What to produce ▸
Rescale the data below by copying every line except the pictures. Multiply each bounding box coordinate by 1.4 and round to whole numbers, rounding halves up, but leave the format sample 128,30 -> 157,374 unchanged.

━━ Records for the task ━━

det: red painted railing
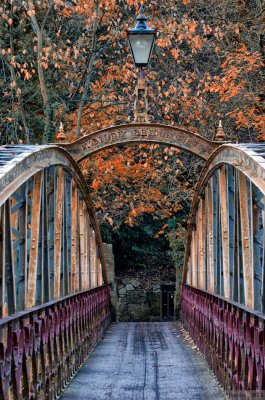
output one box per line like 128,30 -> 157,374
0,286 -> 110,400
181,284 -> 265,399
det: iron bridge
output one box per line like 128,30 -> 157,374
0,124 -> 265,400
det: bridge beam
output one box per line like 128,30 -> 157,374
62,123 -> 220,162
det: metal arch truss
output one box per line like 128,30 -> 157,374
63,123 -> 220,162
0,146 -> 110,400
182,144 -> 265,398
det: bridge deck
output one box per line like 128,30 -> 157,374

━━━

Solution below ▸
det: red painted railing
output one box per line like 128,30 -> 157,374
0,400 -> 154,560
253,398 -> 371,559
det: iron bridge
output one box per line like 128,30 -> 157,374
0,174 -> 371,560
det: bridge beam
output one box per line like 128,30 -> 157,374
87,172 -> 308,227
det: metal arch truss
output one box per line like 128,30 -> 157,374
88,172 -> 308,227
0,204 -> 154,560
255,202 -> 371,557
det: bridge deck
output one box per line like 128,30 -> 157,374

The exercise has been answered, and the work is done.